Tough Choices, But New Opportunities?

The new booklet speaks quite plainly
about the need to prioritize prevention work.

Advocates and Congress alike have criticized
CDC officials for a lack of transparency and a reluctance or inability
to provide clear and timely information about how they set priorities
and spend the agency’s funding.

In one of the final conference sessions,
CDC unveiled a new resource allocations model that is being designed
and tested to better determine program priorities. And the booklet makes
it quite plain that "difficult choices" will have to be made, with
"resources… directed to the populations at the highest risk and
to the strategies that are the most cost-effective in reducing HIV transmission."

As explained by Wolitski, the "crossroads"
referred to in the publication’s title ("At a Critical Crossroads")
alludes to the imperative to make difficult, strategic choices in an
era of increased need and diminished resources.

"We’re at a point of having to
ask these questions. We are doing the external review, a strategic plan,
there’s the national HIV/AIDS strategy and health care reform. A lot
of things today are changing. We have to look at the data and variables,
and assess how what CDC does fits in a broader framework of providers,
private insurance, medical care systems and so on. That’s why the
tough choices are now so salient."

New CDC Director Thomas Frieden, former
commissioner of New York City’s health department, is no stranger
to embracing controversy in the face of what he feels is in the best
interests of public health. Advocates note his past efforts supporting
access to condoms, syringe exchange and – incurring the wrath of some
advocates — pushing for legislative changes to allow for HIV testing
without written informed consent or counseling. But his presence at
the podium was limited to an introduction of HHS Secretary Sebelius,
far from showing his hand or sketching out a vision of change.

Last year, the National Center for
HIV/AIDS, Viral Hepatitis, STD, and TB Prevention held a consultation
to consider the adoption of a social-determinants framework. While its
Director, Dr. Kevin Fenton, has pushed for such a framework, it remains
unclear whether new leadership at CDC will embrace a model that posits
factors such as poverty, homophobia and mass imprisonment of African
Americans and Latinos as likely drivers of the epidemic – or if they
would actually move from a modeling to significant action.

**Questions:**
1. Answer these questions about the CDC passage:
(a) What is the title of the publication?
(b) What post did Thomas Frieden hold before becoming CDC Director?
(c) Whom did Frieden introduce at the podium?
2. Please write out the CDC passage between "Advocates and Congress" and "the agency’s funding.", inclusive.

**Data provided:**
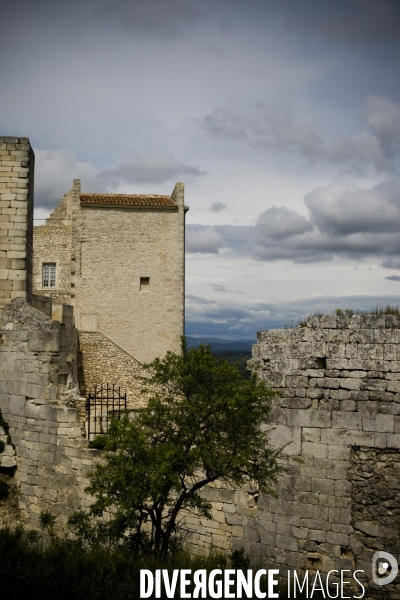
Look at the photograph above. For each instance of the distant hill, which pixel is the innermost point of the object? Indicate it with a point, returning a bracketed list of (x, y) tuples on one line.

**Responses by item number:**
1.
(a) "At a Critical Crossroads"
(b) Commissioner of New York City's health department
(c) HHS Secretary Sebelius

2.
Advocates and Congress alike have criticized
CDC officials for a lack of transparency and a reluctance or inability
to provide clear and timely information about how they set priorities
and spend the agency’s funding.